--- PASSAGE TO READ ---
- - - - - - -

Defendants admit that the current minimum altitude for segment BC of IR-178 is 400 feet above ground level ("AGL") and the current minimum altitude for segment AB of IR-178 is 1,000 feet AGL. Defendants admit that the current minimum altitude for segment JK of IR-178 is 200 feet AGL but specifically note that the minimum altitude for segment JK of IR-178 under Alternative B will be raised to 300 feet AGL. Defendants also acknowledge that the minimum altitude for segment IJ of IR-178 under Alternative B will be 300 feet AGL.

C. Record of Decision

After considering the FEIS and the environmental consequences involved with each of the above alternatives, together with public comments and agency input, Defendants signed the Record of Decision ("ROD") for the RBTI on March 24, 2000, and elected to implement Alternative B. Defendants assert that they selected Alternative B because the proposed RBTI operational and training assets located within approximately 600 nautical miles of Alternative B's Barksdale and Dyess AFBs would include the following:

1. A Military Training Route ("MTR") that

(a) offers variable terrain for use in terrain-following and terrain-avoidance training flights;

(b) overlies lands capable of supporting electronic threat emitters and ESS that permit flights down to 200 feet AGL; and

(c) links to a MOA.

- - - - - - -

--- GIVEN INFORMATION ---
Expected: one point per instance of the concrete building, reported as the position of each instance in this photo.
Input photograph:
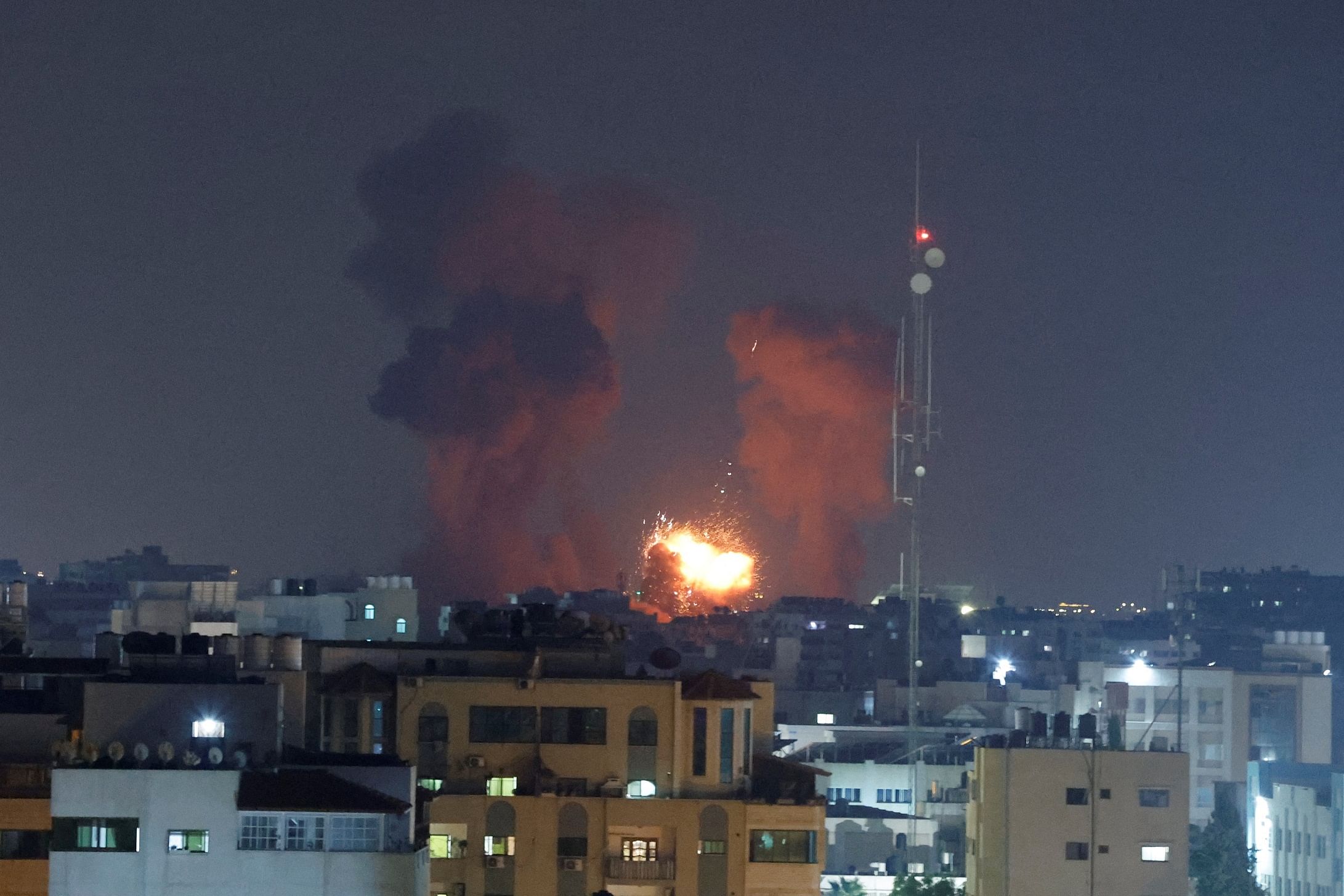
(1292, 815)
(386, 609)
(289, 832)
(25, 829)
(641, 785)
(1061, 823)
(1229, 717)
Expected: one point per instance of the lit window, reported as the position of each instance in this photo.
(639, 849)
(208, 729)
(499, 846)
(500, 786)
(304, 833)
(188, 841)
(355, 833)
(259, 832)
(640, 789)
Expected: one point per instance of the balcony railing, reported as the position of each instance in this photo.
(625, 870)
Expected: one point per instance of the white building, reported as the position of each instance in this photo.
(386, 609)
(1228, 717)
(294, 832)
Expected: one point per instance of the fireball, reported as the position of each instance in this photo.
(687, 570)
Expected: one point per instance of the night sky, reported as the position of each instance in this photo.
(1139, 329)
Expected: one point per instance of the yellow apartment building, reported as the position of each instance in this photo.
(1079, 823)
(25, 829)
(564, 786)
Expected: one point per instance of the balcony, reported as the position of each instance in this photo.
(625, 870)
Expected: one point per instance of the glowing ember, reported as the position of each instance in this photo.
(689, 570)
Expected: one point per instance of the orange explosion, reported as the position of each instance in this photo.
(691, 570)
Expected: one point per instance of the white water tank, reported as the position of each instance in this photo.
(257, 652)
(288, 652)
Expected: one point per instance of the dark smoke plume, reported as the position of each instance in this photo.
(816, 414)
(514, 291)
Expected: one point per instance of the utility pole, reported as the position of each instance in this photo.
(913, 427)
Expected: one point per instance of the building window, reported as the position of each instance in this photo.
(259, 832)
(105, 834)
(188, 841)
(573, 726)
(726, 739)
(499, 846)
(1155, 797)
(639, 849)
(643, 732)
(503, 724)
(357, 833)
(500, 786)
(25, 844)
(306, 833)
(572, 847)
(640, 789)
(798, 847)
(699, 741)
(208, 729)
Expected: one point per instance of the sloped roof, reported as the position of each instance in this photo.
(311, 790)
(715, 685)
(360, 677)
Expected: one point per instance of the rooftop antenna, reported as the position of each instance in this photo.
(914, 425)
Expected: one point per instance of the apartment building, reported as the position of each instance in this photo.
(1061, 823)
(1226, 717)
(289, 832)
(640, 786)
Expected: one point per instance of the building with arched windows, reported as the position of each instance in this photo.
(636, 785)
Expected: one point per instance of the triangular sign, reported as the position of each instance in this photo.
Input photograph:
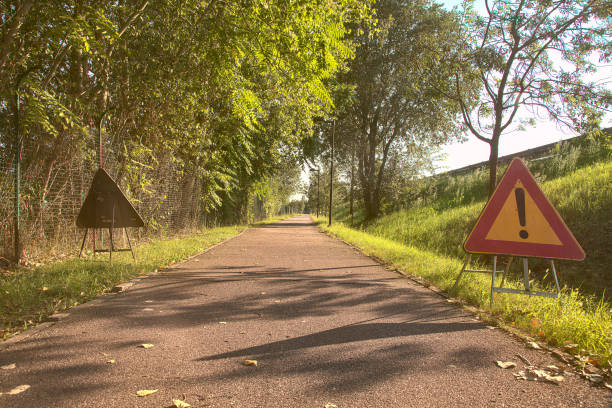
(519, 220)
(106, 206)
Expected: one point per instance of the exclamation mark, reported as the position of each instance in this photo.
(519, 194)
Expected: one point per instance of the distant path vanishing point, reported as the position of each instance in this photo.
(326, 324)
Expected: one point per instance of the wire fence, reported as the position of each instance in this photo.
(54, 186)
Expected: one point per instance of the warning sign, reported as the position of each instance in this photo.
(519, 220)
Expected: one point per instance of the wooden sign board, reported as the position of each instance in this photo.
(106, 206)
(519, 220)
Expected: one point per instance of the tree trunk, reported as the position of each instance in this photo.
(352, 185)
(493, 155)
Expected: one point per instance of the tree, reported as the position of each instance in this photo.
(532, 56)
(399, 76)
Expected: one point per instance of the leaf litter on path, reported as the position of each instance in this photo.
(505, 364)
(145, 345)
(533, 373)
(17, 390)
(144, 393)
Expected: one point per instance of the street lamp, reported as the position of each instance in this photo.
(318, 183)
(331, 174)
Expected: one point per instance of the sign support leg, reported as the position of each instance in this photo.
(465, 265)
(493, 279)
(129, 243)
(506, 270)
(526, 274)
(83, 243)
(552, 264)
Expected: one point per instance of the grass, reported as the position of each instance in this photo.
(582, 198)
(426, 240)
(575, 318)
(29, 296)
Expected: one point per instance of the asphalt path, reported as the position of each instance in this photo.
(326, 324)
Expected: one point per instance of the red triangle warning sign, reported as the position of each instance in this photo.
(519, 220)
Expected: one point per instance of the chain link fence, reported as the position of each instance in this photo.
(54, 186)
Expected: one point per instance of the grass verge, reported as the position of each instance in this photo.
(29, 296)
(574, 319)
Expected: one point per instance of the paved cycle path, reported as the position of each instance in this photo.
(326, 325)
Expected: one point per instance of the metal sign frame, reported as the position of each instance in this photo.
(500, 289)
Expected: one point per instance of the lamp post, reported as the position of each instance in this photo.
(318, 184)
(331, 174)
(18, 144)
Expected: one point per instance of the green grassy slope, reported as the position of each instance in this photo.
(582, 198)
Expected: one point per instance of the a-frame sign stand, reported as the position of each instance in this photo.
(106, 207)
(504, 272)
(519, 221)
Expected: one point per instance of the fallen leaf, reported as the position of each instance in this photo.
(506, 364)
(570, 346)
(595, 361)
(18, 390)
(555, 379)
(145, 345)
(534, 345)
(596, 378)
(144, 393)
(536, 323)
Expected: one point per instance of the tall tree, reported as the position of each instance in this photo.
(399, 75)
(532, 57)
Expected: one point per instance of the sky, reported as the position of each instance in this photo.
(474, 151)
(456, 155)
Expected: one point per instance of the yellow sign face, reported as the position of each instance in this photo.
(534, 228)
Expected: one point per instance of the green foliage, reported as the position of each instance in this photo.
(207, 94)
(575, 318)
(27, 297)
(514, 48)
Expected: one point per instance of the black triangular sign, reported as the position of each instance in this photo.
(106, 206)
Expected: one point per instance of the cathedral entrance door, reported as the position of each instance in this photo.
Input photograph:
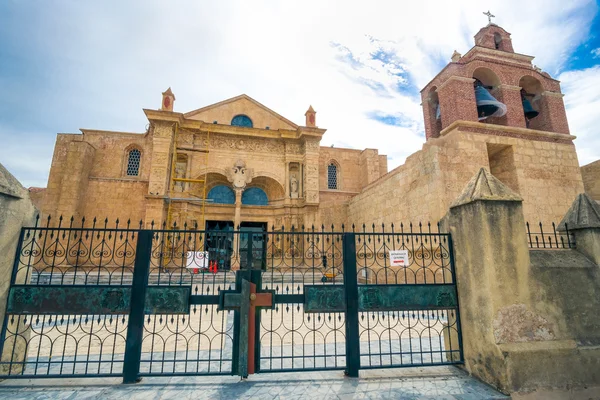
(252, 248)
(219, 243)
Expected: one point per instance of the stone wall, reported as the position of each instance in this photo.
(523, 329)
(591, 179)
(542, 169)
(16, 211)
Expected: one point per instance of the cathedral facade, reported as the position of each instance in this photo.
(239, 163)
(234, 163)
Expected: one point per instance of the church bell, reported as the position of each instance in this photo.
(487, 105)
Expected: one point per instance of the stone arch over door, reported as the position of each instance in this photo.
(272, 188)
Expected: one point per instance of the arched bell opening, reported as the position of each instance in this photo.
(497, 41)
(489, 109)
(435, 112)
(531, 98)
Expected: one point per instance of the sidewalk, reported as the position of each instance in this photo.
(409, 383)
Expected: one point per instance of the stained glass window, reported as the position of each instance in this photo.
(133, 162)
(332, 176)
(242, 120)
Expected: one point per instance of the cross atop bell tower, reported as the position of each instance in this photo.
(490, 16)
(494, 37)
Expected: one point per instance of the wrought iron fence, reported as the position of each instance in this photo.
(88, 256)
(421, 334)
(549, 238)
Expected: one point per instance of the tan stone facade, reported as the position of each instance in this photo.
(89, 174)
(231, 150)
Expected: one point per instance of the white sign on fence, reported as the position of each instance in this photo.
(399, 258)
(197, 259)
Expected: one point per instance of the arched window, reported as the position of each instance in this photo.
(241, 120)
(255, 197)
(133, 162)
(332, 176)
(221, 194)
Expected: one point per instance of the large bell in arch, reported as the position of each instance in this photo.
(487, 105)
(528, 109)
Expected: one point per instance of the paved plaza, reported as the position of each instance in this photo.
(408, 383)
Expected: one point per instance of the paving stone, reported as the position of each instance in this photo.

- - - - - - -

--- SET EXERCISE 1 ---
In the passage on the RBTI Record of Decision, on what date did Defendants sign the ROD?
--- SET EXERCISE 2 ---
Please write the next part of the passage on the RBTI Record of Decision, picking up after its final line.

--- EXERCISE ANSWER 1 ---
March 24, 2000.

--- EXERCISE ANSWER 2 ---
2. A MOA measuring at least 40×80 nautical miles with a floor of 3,000 feet AGL and extending to 18,000 feet above mean sea level ("MSL") used for avoiding simulated threats and simulated attacks.

3. An Air Traffic Control Assigned Area ("ATCAA") above the MOA at 18,000 to 40,000 feet MSL to be used for high-altitude training.

4. Availability of, through lease or purchase, a set of five locations (15 acres each) under or near the MTR corridor, and an additional five locations (15 acres each) under or near the MOA, for placing electronic threat emitters that would simulate the variety of realistic threats expected in combat.

5. Two ESS which would be co-located with operations and maintenance centers, one under or near the MTR corridor and the other en route from the AFBs to the MTR and MOA, each to be constructed on leased, purchased, or Air Force-owned property.

Defendants' ROD also confirmed the decommissioning of two existing ESS located in Harrison, Arkansas, and La Junta, Colorado. Defendants contend that these existing sites do not provide the required operational training assets outlined in 1-3 above.

Defendants have also presented mitigation measures designed to reduce the potential for adverse effects to citizens and resources, including, but not limited to

1. reevaluating the potential impact of the RBTI on the aplomado falcon habitat 2. considering construction alternatives in...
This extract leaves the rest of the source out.